• _Task goal_: Reproduce the passage on the law of robbery from "Another definitional problem" up to and including "crime is robbery.".

• _Excerpt_:
Another definitional problem involves thefts from persons who are unconscious because of their own acts of drinking or drug-taking. If money is simply removed from the person of such a victim, the crime is not robbery because there is no force or fear. If force is used to move the victim in order to find his money or to gratuitously inflict harm, however, as is often done in skid-row drunk rolls, the definition of robbery under most statutes would appear to be met, despite the lack of awareness on the part of the victim. If the victim is either drugged or knocked unconscious by the thief in order to secure the victim's property, it is clear that the crime is robbery.
At common law, force or fear had to precede or coincide with the theft in order for the crime to be robbery. If force or fear was used only in the escape, the crime was considered to be larceny because there was no force or fear in the taking. From the point of view of the danger involved, however, the escape creates as much risk as the taking, and the Model Penal Code (§ 222.1) and some states have dropped the requirement that force or fear must be used in the taking.
Taking from person or presence. The second common law requirement for robbery is that the taking be from the person or the immediate presence of the victim. Property is considered taken from the victim's person if it is taken from his hand or clothing or from a place where it was discarded while the victim was in flight from the robber. The victim's "presence" is considered to be his area of immediate control. Property is not generally found to be taken from the victim's person or presence if it is located some distance away. Consequently, if a victim held by a gunman directs by telephone that property in a remote warehouse be delivered to the gunman's confederate, the crime, under the traditional rule, is not robbery. Taking the real issue to be the use of force or fear, however, the Model Penal Code, the Theft Act, 1968, c. 60 (Great Britain), and a number of states have dropped the requirement that property be taken from the person or presence of the victim. This solves some problems but leaves open the question as to how close in time and place the use of force or fear must be to the taking for the crime to be robbery.

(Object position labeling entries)
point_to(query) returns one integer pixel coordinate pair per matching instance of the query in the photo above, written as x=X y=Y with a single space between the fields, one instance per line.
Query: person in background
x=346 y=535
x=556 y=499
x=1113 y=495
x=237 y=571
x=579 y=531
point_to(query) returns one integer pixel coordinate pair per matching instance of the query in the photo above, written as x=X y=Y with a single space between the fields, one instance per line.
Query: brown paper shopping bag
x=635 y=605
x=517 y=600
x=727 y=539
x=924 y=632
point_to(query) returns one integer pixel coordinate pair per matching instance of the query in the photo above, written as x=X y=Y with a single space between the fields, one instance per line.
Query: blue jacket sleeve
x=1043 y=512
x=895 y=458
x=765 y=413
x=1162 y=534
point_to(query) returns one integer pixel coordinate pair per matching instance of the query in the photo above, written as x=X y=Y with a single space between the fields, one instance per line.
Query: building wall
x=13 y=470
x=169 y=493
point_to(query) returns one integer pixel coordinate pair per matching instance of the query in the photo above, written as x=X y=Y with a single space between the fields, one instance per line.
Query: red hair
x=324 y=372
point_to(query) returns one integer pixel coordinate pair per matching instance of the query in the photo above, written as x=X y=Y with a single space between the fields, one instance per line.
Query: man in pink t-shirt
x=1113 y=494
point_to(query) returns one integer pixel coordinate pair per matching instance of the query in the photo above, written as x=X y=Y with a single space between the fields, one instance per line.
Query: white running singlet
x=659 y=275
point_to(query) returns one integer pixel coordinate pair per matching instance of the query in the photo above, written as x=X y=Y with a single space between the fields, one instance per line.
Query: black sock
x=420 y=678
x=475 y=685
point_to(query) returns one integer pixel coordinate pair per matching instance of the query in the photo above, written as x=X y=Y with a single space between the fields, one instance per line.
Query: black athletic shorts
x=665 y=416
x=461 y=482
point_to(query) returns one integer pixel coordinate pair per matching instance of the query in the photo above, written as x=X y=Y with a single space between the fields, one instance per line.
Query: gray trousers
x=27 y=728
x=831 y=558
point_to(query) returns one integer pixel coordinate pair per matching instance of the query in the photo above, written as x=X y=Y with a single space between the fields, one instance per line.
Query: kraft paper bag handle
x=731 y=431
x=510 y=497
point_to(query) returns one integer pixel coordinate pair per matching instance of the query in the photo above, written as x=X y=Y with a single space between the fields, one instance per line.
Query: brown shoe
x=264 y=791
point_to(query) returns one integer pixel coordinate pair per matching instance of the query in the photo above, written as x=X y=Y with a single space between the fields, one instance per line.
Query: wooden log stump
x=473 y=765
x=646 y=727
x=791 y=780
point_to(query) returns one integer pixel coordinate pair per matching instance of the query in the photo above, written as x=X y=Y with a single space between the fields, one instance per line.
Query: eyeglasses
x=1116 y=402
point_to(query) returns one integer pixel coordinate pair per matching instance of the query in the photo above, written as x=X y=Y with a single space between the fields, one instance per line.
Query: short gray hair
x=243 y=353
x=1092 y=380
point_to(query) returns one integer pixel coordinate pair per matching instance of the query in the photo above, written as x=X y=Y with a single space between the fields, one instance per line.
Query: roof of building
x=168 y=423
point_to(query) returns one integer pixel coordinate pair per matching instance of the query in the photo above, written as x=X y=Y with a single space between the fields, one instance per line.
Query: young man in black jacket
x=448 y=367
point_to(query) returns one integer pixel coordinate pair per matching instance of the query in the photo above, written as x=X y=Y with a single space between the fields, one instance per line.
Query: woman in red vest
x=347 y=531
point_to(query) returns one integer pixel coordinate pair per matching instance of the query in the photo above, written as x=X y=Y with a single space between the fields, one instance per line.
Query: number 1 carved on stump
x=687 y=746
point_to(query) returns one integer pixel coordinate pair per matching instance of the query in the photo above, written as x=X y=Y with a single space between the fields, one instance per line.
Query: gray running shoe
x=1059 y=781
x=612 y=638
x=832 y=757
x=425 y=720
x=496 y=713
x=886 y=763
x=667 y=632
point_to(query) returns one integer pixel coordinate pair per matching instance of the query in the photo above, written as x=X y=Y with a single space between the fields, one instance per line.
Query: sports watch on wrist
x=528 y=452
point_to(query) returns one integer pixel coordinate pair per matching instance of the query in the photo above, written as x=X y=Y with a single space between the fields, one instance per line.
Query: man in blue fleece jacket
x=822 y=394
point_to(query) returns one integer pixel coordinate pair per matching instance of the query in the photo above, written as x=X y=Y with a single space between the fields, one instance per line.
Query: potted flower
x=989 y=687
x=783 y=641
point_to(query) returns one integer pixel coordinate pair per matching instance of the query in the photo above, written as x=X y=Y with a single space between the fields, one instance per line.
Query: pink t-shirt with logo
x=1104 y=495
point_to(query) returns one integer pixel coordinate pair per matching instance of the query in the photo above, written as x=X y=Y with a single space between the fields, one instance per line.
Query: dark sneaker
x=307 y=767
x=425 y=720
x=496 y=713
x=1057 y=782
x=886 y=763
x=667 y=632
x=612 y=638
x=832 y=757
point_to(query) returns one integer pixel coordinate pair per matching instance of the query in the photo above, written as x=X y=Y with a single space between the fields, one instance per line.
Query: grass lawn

• _Task response_:
Another definitional problem involves thefts from persons who are unconscious because of their own acts of drinking or drug-taking. If money is simply removed from the person of such a victim, the crime is not robbery because there is no force or fear. If force is used to move the victim in order to find his money or to gratuitously inflict harm, however, as is often done in skid-row drunk rolls, the definition of robbery under most statutes would appear to be met, despite the lack of awareness on the part of the victim. If the victim is either drugged or knocked unconscious by the thief in order to secure the victim's property, it is clear that the crime is robbery.